Another event -or set of events- of equal importance is reserved for students on weekday mornings, that is on Wednesday, Thursday and Friday, and involves activities such as dramatic performances based on the winning titles of this year’s Terramaxka Book Prize and a contest where students will be asked to fashion out costumes from recycled books and magazines. In addition, there will be have actors dressed up as well-known literary figures who will interact with the young visitors as they guide them through the stands and different features of the festival. It is important to mention that a 3-euro voucher will be presented to every student to encourage them to buy a book for themselves. The vouchers are nontransferable and must be redeemed on the same day they are handed out.

Saturday evening closes off with a highlight event, the short film premiere in Temi Zammit Hall at MCC. This year’s winner of the NBC PBS Short Film Contest is Ryan Gatt who will be adapting Walid Nabhan’s short story ‘Il-Kompliċi’ from the collection of short stories ‘lura d-dar u ġrajjiet oħra li ma ġrawx’ (Klabb Kotba Maltin, 2009) and the event, which is open to all free of charge, will present the audience with the opportunity to meet the young film director, the award winning author and others in a discussion about literary adaptation into film.

The number of attendees to the Malta Book Festival has increased substantially in the last three years and for this year the National Book Council is expecting record attendance, making the 2016 Malta Book Festival the biggest book festival ever held in the Islands.

Profiles of Foreign Authors

Alek Popov is known to the public mainly on the strength of his brilliant (and sobering) parody of postcommunist democratic Bulgaria, ‘Mission London’, which has been made into a film of the same name and which will be screened during the festival. His latest novel, ‘The Black Box’, has been described as a “darkly comical tale of disillusionment”. It explores the nature of our modern neoliberal capitalist systems and how they feed on our natural tendencies toward greed and recklessness.

Patrick McGuinness is Professor of French and Comparative Literature at the University of Oxford. His contributions to the study of French symbolist and decadent poetry include translations of Stéphane Mallarmé, which have filled a huge academic gap as it was notoriously difficult before to come across convincing English language translations of the immensely important French poet.
● ● ● ●
> Explore the material:
**a.** Quote the stretch of the festival excerpt from "Another event -or" through "are handed out.".
**b.** Rewrite the paragraph of the festival excerpt that begins "Saturday evening closes off" in a shorter form that keeps its main facts.
**c.** Write what comes next in the festival excerpt, picking up after its final sentence.
The data that follows comes from a different source than the festival excerpt.

> Extracted data:
● ● ● ●
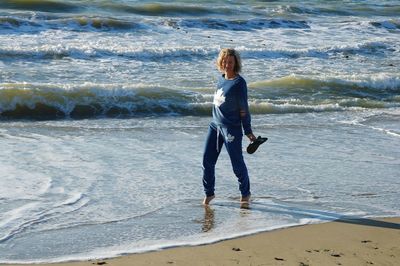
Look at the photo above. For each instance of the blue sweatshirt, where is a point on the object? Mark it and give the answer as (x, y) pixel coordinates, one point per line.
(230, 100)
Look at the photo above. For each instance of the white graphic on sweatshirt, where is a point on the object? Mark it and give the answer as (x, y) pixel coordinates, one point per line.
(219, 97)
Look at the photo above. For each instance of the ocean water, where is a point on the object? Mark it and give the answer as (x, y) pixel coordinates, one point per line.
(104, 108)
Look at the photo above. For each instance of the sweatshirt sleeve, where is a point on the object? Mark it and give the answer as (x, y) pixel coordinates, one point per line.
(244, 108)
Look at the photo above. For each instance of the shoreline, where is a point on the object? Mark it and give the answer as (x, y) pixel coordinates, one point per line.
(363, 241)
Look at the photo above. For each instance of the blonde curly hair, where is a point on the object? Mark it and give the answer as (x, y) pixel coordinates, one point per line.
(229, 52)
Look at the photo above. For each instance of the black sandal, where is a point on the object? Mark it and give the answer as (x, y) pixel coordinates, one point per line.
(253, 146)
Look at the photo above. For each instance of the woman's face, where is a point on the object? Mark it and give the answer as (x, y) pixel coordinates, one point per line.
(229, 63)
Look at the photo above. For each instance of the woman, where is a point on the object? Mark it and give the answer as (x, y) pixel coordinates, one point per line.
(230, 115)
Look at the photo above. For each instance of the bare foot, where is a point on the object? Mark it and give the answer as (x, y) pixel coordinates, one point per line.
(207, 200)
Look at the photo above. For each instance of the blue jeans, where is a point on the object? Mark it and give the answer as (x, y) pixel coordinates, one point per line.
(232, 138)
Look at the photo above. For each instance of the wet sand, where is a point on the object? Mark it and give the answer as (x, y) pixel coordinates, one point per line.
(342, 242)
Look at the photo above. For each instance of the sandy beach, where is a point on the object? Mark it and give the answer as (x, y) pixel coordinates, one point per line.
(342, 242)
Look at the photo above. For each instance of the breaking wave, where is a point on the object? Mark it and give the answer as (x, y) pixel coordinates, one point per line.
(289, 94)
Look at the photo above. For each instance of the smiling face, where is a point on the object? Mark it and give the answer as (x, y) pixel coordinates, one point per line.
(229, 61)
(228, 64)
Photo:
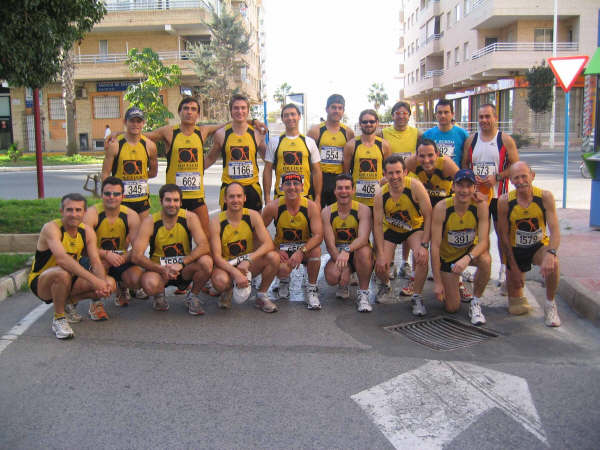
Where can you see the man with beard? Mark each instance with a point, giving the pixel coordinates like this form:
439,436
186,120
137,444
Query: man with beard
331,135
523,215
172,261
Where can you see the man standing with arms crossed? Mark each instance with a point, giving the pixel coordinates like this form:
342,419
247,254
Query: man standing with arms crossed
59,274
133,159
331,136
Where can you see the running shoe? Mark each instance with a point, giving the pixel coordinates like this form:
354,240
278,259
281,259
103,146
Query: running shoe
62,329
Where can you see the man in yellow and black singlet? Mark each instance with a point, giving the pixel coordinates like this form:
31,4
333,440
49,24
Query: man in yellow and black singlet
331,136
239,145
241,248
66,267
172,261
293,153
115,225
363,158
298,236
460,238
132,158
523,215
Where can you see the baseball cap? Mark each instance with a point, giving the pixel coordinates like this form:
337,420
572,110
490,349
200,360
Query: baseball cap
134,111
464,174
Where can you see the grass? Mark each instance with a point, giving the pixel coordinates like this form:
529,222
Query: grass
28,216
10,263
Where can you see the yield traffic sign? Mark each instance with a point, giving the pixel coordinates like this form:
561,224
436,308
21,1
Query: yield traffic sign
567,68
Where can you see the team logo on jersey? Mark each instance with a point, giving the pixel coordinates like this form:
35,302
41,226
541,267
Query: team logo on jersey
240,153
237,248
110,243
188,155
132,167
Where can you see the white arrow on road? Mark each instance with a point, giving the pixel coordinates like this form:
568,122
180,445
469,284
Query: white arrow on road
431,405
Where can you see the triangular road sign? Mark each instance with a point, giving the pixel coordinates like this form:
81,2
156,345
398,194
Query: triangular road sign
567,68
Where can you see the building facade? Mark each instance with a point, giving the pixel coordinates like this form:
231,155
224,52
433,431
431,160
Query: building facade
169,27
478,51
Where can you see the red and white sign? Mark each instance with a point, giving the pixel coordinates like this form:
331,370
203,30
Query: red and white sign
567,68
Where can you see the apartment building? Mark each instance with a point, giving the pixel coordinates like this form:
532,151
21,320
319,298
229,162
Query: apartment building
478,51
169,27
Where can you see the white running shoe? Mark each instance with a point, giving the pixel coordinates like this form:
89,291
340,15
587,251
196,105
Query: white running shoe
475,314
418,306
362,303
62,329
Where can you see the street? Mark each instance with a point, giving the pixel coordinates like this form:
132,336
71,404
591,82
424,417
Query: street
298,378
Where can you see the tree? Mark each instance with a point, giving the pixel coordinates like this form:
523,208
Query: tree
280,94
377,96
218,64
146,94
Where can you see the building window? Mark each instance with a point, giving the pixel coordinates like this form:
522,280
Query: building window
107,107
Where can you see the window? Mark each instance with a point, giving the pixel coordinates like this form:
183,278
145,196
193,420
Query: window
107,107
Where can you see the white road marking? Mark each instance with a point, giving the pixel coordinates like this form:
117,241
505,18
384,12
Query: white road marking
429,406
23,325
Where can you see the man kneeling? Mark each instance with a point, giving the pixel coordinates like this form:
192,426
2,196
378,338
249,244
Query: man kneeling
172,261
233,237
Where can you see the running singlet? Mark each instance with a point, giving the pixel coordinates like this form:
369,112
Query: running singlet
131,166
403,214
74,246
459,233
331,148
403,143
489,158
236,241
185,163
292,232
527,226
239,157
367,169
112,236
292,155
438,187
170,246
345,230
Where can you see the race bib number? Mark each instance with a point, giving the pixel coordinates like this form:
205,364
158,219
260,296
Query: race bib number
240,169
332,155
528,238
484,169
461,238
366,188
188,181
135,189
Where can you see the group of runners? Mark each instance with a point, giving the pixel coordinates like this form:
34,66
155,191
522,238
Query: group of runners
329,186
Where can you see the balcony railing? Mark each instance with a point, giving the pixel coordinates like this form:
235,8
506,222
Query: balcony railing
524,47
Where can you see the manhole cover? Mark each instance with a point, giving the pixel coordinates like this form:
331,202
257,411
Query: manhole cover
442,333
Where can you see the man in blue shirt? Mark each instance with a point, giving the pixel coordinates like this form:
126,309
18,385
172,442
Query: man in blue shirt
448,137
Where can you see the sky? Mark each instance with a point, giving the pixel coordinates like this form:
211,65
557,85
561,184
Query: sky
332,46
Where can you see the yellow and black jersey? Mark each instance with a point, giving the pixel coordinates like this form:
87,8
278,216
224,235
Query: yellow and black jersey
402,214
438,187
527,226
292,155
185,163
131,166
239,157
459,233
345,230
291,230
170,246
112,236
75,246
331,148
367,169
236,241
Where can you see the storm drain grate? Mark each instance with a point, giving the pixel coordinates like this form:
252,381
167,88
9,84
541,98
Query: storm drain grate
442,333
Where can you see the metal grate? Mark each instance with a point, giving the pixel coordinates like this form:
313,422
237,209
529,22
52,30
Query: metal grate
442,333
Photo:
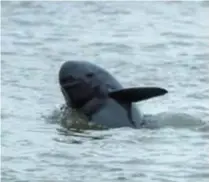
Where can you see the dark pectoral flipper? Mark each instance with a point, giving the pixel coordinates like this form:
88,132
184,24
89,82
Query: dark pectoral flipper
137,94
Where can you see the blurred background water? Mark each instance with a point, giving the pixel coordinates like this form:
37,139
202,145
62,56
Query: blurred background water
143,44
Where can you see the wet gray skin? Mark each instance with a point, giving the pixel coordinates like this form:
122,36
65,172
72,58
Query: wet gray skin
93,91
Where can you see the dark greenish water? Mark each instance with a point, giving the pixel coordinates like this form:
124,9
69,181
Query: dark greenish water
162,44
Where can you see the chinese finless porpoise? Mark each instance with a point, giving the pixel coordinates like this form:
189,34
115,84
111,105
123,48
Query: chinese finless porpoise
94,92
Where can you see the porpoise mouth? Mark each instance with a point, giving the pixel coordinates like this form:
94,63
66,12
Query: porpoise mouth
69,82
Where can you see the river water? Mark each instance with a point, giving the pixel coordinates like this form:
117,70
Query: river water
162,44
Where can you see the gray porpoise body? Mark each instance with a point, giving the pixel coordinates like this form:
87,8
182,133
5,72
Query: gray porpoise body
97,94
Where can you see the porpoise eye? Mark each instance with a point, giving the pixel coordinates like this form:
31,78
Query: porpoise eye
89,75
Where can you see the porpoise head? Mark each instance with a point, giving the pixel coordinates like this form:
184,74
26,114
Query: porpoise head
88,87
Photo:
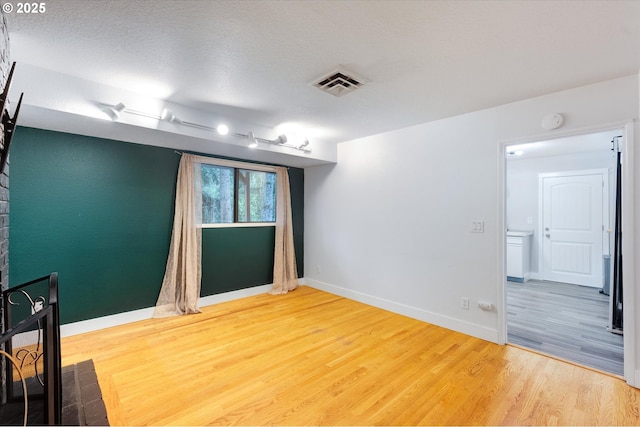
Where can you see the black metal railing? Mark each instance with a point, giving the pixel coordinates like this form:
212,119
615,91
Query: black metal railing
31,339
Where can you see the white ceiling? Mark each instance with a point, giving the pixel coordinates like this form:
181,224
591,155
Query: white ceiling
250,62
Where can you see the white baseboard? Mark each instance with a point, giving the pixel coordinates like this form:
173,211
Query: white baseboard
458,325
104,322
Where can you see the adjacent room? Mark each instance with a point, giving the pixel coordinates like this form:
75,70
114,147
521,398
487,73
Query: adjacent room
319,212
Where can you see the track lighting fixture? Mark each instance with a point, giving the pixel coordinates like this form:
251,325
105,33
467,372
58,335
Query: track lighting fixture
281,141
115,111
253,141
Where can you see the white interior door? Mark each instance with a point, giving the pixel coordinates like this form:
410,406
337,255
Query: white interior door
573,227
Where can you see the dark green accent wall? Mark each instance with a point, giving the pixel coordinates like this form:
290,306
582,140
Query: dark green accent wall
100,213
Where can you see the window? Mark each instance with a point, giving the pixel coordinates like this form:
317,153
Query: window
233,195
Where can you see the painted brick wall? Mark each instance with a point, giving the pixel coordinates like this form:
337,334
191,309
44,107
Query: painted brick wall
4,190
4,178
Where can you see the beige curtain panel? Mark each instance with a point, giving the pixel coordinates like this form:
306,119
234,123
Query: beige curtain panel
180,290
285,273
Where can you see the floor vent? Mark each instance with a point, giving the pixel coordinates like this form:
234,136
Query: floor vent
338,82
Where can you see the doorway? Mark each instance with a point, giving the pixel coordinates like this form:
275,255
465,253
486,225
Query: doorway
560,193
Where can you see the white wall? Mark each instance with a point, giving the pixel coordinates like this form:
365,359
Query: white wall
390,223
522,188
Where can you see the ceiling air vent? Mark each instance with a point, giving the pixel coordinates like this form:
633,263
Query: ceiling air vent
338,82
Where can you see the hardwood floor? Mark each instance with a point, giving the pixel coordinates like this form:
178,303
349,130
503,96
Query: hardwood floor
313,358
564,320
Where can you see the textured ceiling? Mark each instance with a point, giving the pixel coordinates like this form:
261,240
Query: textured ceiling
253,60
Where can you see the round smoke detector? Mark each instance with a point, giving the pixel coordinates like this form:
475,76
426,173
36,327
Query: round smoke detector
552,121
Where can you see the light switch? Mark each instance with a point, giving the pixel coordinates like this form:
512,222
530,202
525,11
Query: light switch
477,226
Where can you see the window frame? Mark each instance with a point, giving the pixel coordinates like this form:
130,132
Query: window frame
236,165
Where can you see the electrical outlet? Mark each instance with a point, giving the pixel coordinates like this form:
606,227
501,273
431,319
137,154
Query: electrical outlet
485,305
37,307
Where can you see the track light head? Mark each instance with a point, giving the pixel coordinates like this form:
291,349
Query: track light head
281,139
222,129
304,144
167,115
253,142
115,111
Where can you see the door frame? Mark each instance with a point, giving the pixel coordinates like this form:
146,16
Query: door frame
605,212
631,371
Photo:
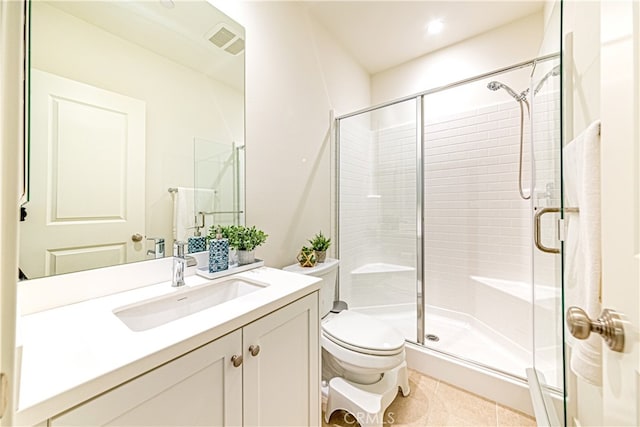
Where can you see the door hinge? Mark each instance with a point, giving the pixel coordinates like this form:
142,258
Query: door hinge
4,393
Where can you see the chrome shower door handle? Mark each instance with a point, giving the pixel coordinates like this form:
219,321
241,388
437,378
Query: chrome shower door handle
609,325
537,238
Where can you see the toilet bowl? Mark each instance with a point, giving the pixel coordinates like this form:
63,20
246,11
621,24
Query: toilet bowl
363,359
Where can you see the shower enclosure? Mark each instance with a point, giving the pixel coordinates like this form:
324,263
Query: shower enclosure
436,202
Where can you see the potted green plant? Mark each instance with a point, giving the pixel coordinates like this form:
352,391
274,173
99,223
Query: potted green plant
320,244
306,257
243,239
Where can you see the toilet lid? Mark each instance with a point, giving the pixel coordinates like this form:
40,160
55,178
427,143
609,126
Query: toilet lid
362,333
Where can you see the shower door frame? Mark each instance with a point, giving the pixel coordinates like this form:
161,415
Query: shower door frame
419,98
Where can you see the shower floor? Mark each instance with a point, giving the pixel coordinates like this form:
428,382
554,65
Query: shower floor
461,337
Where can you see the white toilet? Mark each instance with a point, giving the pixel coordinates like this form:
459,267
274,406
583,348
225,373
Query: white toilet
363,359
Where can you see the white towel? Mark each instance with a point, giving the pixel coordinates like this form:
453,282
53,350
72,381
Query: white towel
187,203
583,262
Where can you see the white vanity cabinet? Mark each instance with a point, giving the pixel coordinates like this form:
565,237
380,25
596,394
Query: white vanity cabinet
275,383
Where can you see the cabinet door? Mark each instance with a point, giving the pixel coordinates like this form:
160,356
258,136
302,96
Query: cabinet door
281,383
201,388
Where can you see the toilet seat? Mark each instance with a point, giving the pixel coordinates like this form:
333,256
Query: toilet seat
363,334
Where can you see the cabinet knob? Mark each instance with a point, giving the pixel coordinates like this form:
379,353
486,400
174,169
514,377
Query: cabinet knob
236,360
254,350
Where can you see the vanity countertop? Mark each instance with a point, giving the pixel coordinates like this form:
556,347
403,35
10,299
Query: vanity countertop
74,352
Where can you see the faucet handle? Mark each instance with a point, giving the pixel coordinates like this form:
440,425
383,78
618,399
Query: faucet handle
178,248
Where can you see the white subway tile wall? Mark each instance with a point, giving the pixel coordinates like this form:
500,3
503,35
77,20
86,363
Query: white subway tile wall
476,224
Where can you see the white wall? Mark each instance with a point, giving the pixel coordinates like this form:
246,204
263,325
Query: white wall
● ● ● ●
> Answers for the exercise:
**a.**
Another event -or set of events- of equal importance is reserved for students on weekday mornings, that is on Wednesday, Thursday and Friday, and involves activities such as dramatic performances based on the winning titles of this year’s Terramaxka Book Prize and a contest where students will be asked to fashion out costumes from recycled books and magazines. In addition, there will be have actors dressed up as well-known literary figures who will interact with the young visitors as they guide them through the stands and different features of the festival. It is important to mention that a 3-euro voucher will be presented to every student to encourage them to buy a book for themselves. The vouchers are nontransferable and must be redeemed on the same day they are handed out.

**b.** Saturday evening ends with a free short film premiere, open to all, in Temi Zammit Hall at MCC. Ryan Gatt, this year's NBC PBS Short Film Contest winner, is adapting Walid Nabhan's short story 'Il-Kompliċi' from 'lura d-dar u ġrajjiet oħra li ma ġrawx' (Klabb Kotba Maltin, 2009). The audience can meet the director, the award-winning author and others in a discussion about adapting literature into film.

**c.**
‘The Last Hundred Days’, nominated for the Man Booker Prize in 2011, is his first novel. It is essentially a thriller set in the paranoid totalitarian regime of Ceaușescu’s Romania, where spying on the citizens’ private lives threatens to infect all forms of social contact with the pathology of mutual distrust. The protagonist is an English student teaching in Bucharest, where McGuinness himself lived in the years leading up to the revolution.

Basma Abdel Aziz, whose debut novel ‘The Queue’ has drawn comparisons to classics of dystopian and surrealist fiction like ‘The Trial’ by Franz Kafka and Jose Saramago’s ‘Blindness’, is possibly the most representative novelist of the new wave of Middle Eastern writers coming to terms with the bitter disappointment following the events known in the West as the Arab Spring. She is also a well-known human rights activist and has written extensively on the subject of torture and human rights violation by the Egyptian security forces during the unstable years following the revolts.

Gilbert Sinoué is a classically trained guitarist, author, scriptwriter and screenwriter whose first novel ‘La Pourpre et l’olivier, ou Calixte 1er le pape oublié’, (The Crimson and the Olive Tree, or Calixte I the Forgotten Pope) which he published at the age of 40, earned him the Jean d’Heurs prize for best historical novel. His novels and other books span a variety of genres. For ‘The Egyptian’, the first of a saga set in Egypt of the 18th and 19th centuries published in 1991, Sinoué was awarded the literary prize Quartier latin, and his thriller ‘Les Silences de Dieu’ (The Silences of God) earned him the Grand prix de littérature policière in 2004.